È nato tutto in poche ore, dalla lettera aperta di una mamma indirizzata mercoledì scorso al presidente della Regione Alberto Cirio. Sara Marchisio pensava che quelle parole di “stupore e sgomento” per la già probabile chiusura delle scuole sarebbero state sottoscritte solo dal marito, dai nonni e da qualche amico. Nel giro di una giornata invece il tam tam delle chat di Whatsapp e delle chiacchiere tra genitori aveva già portato a oltre 1300 adesioni. E oggi Sara, madre di due bimbi di sei e quattro anni, era in prima fila a guidare la protesta contro il ritorno alla didattica a distanza davanti al municipio di Cuneo.
================================
● **Esercizi da svolgere**
A – Nel testo sulla protesta di Cuneo, chi pensava Sara Marchisio che avrebbe sottoscritto la sua lettera? Elencali tutti.
B – Riprendi il testo sulla protesta di Cuneo contro la chiusura delle scuole e proseguilo dopo l'ultima frase.

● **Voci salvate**
================================
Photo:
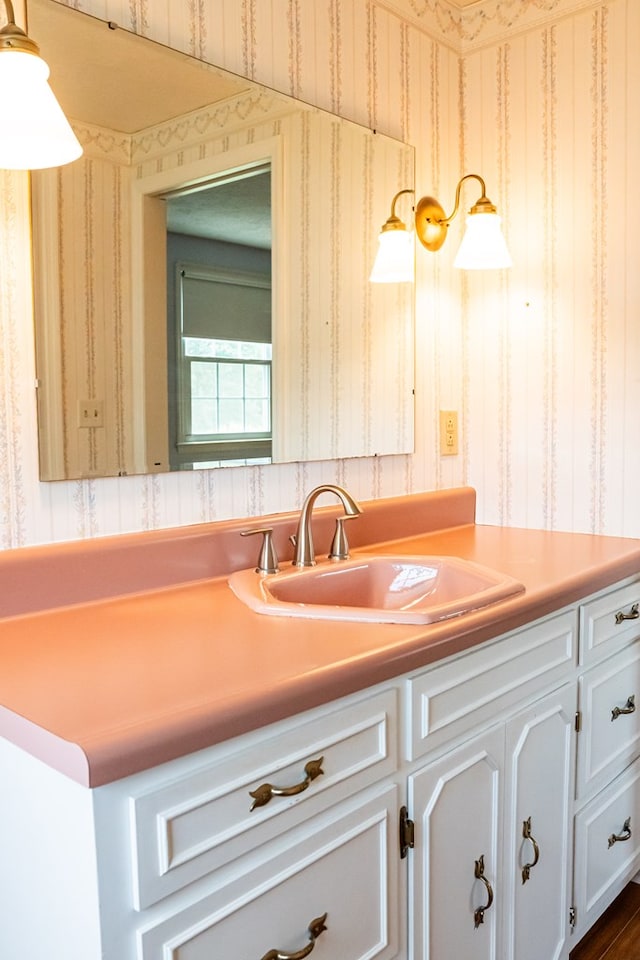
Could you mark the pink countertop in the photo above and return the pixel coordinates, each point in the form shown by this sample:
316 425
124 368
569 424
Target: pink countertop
150 656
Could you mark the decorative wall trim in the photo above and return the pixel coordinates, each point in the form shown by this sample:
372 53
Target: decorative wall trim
242 111
481 24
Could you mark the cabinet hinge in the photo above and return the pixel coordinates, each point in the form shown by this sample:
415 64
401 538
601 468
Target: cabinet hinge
406 832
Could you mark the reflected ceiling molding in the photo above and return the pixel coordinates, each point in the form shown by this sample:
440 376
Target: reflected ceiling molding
467 24
246 109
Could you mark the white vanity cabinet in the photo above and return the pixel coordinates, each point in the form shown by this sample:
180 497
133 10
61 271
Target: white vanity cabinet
492 815
241 849
607 821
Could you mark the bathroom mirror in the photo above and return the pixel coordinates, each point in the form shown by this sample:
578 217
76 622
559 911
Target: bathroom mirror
201 273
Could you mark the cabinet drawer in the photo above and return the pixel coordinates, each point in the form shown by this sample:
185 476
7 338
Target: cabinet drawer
345 867
450 700
602 629
207 817
603 867
609 699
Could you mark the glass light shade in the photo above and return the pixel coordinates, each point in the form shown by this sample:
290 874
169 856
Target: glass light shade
35 131
395 257
483 246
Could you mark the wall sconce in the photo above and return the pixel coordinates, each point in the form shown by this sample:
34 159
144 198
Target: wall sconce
36 133
483 246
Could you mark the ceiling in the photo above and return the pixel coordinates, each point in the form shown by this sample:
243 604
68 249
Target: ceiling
234 211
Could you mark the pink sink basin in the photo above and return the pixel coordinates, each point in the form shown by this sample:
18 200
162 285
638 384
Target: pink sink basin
380 589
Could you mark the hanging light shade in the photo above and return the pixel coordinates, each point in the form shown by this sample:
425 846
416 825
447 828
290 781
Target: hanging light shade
35 132
483 245
394 261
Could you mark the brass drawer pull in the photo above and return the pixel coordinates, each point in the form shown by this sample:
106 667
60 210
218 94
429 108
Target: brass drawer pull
629 707
633 614
266 791
479 912
316 927
526 833
620 837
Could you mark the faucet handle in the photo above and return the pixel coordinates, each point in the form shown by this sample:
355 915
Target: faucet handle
268 559
340 545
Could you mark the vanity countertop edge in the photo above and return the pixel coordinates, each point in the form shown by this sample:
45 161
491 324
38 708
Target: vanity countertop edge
158 658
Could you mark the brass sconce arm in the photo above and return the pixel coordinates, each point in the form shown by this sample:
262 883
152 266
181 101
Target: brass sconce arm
394 222
431 221
483 246
12 37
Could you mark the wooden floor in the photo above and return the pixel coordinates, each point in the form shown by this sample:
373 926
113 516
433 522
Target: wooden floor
616 935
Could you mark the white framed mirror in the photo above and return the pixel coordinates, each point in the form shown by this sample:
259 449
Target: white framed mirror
154 124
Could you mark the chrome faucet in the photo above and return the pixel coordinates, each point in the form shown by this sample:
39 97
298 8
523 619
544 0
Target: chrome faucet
303 540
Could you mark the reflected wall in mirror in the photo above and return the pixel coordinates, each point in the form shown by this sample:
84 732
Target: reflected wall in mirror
126 382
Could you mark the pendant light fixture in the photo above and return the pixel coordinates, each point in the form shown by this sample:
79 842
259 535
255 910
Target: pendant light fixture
483 246
35 132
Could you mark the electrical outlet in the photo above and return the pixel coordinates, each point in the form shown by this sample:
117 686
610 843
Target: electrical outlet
448 433
90 413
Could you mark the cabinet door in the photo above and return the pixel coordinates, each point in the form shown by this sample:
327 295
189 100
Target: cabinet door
455 804
539 786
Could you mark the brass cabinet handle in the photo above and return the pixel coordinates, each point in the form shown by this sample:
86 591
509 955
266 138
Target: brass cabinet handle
526 833
479 912
633 614
315 928
629 707
621 837
266 791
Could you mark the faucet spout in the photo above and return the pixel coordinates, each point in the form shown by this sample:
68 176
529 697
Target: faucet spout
305 553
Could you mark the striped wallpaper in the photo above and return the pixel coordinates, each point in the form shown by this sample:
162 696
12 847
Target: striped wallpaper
540 97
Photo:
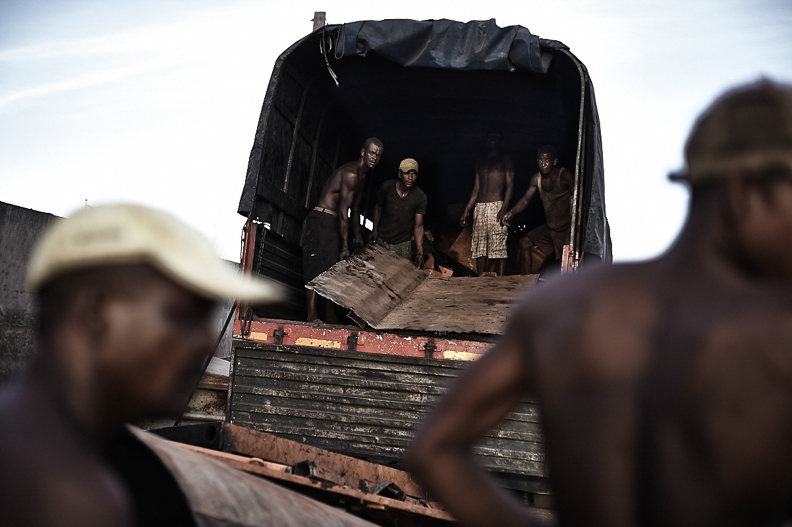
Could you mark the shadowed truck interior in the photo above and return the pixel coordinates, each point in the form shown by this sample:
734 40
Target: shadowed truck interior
434 99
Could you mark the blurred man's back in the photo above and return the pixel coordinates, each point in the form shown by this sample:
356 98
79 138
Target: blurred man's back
665 387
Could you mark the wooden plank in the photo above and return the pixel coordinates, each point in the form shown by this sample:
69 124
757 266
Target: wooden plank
278 450
220 495
389 292
459 304
276 472
371 283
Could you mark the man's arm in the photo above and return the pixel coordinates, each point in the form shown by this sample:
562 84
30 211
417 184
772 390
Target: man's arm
377 216
356 231
442 458
567 179
418 233
348 184
472 201
523 203
509 188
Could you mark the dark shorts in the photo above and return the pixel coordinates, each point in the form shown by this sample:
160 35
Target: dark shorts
550 241
321 244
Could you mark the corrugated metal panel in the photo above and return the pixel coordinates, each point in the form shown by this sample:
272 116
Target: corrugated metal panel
362 404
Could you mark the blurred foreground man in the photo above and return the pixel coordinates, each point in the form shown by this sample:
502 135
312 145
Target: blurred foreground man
125 299
666 386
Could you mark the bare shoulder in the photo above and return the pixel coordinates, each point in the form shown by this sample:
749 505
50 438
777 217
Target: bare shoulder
55 469
575 317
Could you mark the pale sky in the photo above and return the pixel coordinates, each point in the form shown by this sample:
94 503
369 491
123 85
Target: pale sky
156 102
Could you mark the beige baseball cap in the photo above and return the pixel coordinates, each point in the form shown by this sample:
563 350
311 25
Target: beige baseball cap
133 234
408 164
746 129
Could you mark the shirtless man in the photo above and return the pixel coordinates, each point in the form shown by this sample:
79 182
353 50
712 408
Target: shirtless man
125 297
554 185
492 189
665 386
326 228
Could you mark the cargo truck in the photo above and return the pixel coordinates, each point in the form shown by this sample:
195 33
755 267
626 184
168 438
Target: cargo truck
430 90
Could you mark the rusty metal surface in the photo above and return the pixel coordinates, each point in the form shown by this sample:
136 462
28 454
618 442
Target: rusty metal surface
363 405
388 292
221 495
308 334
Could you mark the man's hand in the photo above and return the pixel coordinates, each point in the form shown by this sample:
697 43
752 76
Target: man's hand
358 246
================================
● **Risultati in ordine**
A – il marito, i nonni, qualche amico

B –
Mamme, papà, insegnanti, un centinaio di persone si sono ritrovate per esprimere tutto il proprio disappunto in una manifestazione dal significativo titolo “Marzo 2020 - Marzo 2021 - Ritorno al passato”, per sottolineare che un anno dopo il primo lockdown nulla sembra essere cambiato: “La salute - incalza l’organizzatrice del flash mob - non riguarda solo la pandemia di oggi, che esiste e fa morti, ma il benessere dei bambini e adolescenti privati delle esperienze di socializzazione fondamentali. C’è qualcuno che si preoccupa di tutto questo, o c’è una visione miope che guarda soltanto all’oggi?”.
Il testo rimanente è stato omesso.